§ **Provided text**
------------

# High Cascade or Windells?



## Guest (Feb 8, 2009)

Which summer camp is better to go to?
Any feedback on any of the camps?


----------



## Technine Icon (Jan 15, 2009)

That is a VERY hard choice!!! Both seem great. I don't know about High Cascade, but I have a couple of friends who went to Windells and have been going back ever since. Every time they come back they have progressed so much, so Windells seems like a good choice.


----------



## Guest (Feb 8, 2009)

Another question, like, which has a better park? Better features?
I see you are from Mt Hood, so yeah?


----------



## Guest (Feb 8, 2009)

Another question, like, which has a better park? Better features?
I see you are from Mt Hood, so yeah?


----------



## wrathfuldeity (Oct 5, 2007)

Dropped off and picked up my daughter 14 and her friend at Windells last year; they had a blast, lots to do off the hill, staff were very chill, very encouraging coaches who were reported to be excellent riders and they poached HC park a few times. Daughter rides big mtn and did not have any real experience in park but they were very helpful and encouraging and as result has been taking more advantage of the natural hits on the home hill (Baker 7 years). She said the food wasn't that great but the other campers were fun, encouraging and had mad park skills and she really liked the coaches and staff...she met up with some this past weekend at Baker. She also said that HC seemed to have more international folks. Like anything you get out what you put in. She mainly had fun, made lots of new friends, picked up a few skills and gained lots of encouragement/confidence to try new stuff. Hopefully next year will focus more on the skills stuff.


----------

------------

§ **Given problem 1**
Reproduce the stretch of the records from the line containing "of the dark" through the end of the records, including both ends.
The thread and the records have no connection to each other.

------------

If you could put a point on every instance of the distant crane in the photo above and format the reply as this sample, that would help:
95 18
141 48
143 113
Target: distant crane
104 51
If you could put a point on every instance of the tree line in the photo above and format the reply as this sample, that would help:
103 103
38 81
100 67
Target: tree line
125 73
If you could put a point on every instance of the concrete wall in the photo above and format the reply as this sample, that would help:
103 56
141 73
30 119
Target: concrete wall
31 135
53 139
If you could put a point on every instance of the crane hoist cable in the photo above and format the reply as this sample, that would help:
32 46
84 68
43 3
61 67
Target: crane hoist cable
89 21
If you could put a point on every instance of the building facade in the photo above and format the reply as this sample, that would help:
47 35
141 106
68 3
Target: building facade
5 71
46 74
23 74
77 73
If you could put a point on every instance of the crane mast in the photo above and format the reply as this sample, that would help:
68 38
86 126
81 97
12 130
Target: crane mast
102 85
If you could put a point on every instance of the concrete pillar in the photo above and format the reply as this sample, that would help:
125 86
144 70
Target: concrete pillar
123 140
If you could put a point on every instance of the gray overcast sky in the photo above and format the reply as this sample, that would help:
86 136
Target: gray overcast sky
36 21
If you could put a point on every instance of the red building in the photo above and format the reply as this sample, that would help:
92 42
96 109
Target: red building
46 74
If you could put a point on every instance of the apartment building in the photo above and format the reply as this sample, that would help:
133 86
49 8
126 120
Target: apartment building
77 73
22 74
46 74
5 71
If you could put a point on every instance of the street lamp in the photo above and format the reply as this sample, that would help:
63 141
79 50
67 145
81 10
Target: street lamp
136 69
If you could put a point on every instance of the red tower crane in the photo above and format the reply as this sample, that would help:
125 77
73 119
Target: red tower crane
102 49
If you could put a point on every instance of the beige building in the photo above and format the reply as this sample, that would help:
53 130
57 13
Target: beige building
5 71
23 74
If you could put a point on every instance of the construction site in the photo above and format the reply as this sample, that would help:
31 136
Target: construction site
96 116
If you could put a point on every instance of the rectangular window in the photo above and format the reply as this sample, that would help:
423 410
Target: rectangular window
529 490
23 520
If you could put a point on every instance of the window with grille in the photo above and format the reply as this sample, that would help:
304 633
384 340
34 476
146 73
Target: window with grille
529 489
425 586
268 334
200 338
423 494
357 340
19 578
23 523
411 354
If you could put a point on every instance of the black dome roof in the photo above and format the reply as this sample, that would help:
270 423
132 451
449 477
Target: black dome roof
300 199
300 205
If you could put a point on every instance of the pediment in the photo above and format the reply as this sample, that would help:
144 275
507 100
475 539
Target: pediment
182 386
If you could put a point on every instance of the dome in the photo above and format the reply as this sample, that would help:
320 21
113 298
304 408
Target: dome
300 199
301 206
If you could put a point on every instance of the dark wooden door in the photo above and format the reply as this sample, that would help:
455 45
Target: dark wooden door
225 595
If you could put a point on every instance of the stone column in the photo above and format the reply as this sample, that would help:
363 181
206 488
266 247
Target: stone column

------------

§ **Given problem 2**
Summarize the forum thread in two sentences.

§ **Worked solution 1**
If you could put a point on every instance of the dark wooden door in the photo above and format the reply as this sample, that would help:
455 45
Target: dark wooden door
225 595
If you could put a point on every instance of the stone column in the photo above and format the reply as this sample, that would help:
363 181
206 488
266 247
Target: stone column

§ **Worked solution 2**
A guest asks whether High Cascade or Windells is the better summer camp and which one has the better park and features. The replies lean toward Windells: one poster's friends keep going back and progress a lot each time, and another poster's 14-year-old daughter had a blast there with very encouraging coaches and fun campers, though she said the food wasn't that great.